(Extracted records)
=-=-=
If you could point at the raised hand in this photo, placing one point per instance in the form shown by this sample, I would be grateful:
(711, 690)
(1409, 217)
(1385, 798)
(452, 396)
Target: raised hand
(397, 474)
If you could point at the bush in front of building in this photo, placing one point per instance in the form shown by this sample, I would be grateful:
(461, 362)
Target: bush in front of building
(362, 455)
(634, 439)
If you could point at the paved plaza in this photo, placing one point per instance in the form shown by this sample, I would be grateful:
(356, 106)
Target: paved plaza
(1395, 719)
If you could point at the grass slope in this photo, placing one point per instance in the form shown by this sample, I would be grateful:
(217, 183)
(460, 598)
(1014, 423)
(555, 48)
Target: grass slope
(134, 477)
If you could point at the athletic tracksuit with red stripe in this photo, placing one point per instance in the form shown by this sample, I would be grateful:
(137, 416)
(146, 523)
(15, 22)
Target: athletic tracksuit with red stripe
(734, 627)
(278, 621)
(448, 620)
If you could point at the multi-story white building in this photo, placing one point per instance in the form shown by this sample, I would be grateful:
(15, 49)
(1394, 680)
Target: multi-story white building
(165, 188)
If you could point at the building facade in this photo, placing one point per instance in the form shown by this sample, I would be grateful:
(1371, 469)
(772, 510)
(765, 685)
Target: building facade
=-=-=
» **What you will do**
Every line of the records above needs to be given again exactly.

» **Solution for this task**
If you could point at the raised hand in this photo, placing one point per instance in the form shown by this sample, I would be grateful:
(711, 690)
(1409, 217)
(1385, 798)
(452, 396)
Target: raised hand
(397, 474)
If you could point at the bush in front of building in this photo, placing one point per instance in the form shown by this sample, I would be grateful:
(461, 362)
Target: bush in front of building
(362, 455)
(634, 439)
If you could point at the paved plaza in this photo, placing one point per instance in the form shown by this sample, I would be grateful:
(356, 106)
Target: paved plaza
(1395, 719)
If you could point at the grass slope in this photo, placing one point per instance in the form shown by this sample, I would be grateful:
(217, 183)
(460, 598)
(1014, 423)
(555, 48)
Target: grass slope
(134, 477)
If you could point at the athletic tracksuit with red stripe in this photo, placing one point per instance in the form shown by this sample, I would be grateful:
(137, 416)
(146, 523)
(15, 22)
Target: athletic tracksuit with red stripe
(734, 627)
(278, 621)
(448, 620)
If you could point at the multi-story white building in this photo, placing one point per instance in the form shown by this sample, I would be grateful:
(15, 49)
(1394, 680)
Target: multi-story white building
(165, 188)
If you could point at the building facade in this photo, placing one point per instance in the form shown by this sample, I would be grateful:
(1371, 469)
(772, 510)
(765, 685)
Target: building facade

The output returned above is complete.